> [CHALLENGE] Locate every line in the data below that contains the word "tower" and copy each such line.

> [RECORDS FOR THE EXERCISE]
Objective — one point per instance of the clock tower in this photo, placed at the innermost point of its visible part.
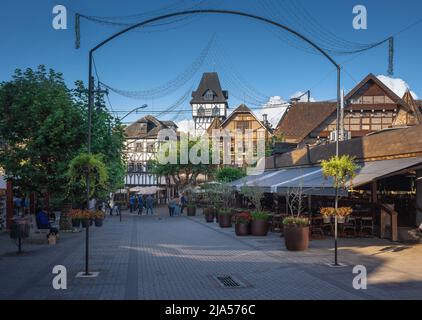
(208, 102)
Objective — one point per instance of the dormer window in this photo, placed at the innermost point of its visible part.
(209, 95)
(143, 127)
(201, 111)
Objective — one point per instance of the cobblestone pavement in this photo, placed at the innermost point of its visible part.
(180, 258)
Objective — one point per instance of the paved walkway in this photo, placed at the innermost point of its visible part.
(180, 258)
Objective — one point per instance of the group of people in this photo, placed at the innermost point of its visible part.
(140, 203)
(20, 205)
(177, 205)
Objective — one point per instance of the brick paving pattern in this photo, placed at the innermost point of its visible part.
(179, 258)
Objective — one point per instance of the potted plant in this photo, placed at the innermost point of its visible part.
(296, 233)
(327, 213)
(191, 209)
(86, 218)
(99, 218)
(259, 223)
(74, 214)
(242, 222)
(342, 170)
(209, 214)
(343, 213)
(296, 227)
(225, 218)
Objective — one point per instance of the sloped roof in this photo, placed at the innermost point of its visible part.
(133, 131)
(209, 81)
(387, 90)
(398, 143)
(215, 124)
(413, 105)
(170, 124)
(243, 109)
(303, 117)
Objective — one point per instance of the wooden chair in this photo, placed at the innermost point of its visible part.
(350, 225)
(317, 228)
(367, 224)
(276, 223)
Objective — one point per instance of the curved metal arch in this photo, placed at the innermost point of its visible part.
(208, 11)
(216, 11)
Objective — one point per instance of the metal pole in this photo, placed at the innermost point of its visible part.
(337, 154)
(90, 105)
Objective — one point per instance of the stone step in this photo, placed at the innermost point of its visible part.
(407, 234)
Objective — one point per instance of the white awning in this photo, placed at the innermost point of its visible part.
(312, 181)
(3, 184)
(146, 190)
(376, 170)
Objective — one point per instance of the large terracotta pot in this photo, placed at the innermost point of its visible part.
(191, 211)
(209, 214)
(225, 220)
(98, 222)
(259, 228)
(296, 238)
(242, 229)
(76, 223)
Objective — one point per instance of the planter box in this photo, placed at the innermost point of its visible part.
(296, 238)
(209, 214)
(191, 211)
(19, 229)
(76, 223)
(225, 221)
(259, 228)
(242, 229)
(98, 222)
(85, 222)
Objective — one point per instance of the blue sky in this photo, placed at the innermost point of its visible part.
(265, 59)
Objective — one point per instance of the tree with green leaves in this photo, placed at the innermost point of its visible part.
(87, 166)
(107, 135)
(183, 174)
(341, 169)
(41, 129)
(229, 174)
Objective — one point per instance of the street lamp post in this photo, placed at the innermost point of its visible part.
(208, 11)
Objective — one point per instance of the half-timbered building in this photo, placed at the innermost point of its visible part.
(208, 102)
(370, 107)
(239, 121)
(141, 148)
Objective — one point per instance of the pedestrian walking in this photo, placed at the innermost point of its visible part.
(132, 203)
(140, 205)
(183, 203)
(150, 204)
(172, 206)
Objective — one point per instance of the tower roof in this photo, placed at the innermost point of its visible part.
(209, 82)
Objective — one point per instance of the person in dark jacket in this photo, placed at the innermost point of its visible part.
(43, 222)
(140, 205)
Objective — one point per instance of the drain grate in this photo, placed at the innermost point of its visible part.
(228, 282)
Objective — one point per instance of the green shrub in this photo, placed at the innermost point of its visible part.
(260, 215)
(224, 212)
(296, 222)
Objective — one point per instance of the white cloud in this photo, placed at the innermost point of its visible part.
(398, 86)
(186, 126)
(274, 109)
(304, 97)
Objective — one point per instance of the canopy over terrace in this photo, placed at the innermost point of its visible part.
(146, 190)
(312, 181)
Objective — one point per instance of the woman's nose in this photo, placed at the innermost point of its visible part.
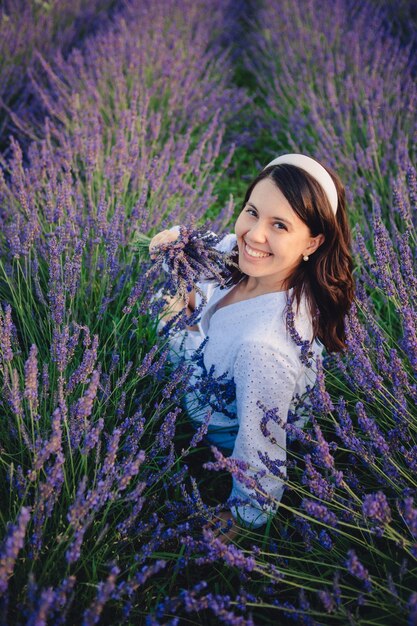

> [RESULT FOR THIS TASK]
Objective — one point per instance of the clock tower in this photo, placed at the innermost point of its visible part.
Objective — one point per instance of the tower roof in this photo, placed at the innermost point of its visible part.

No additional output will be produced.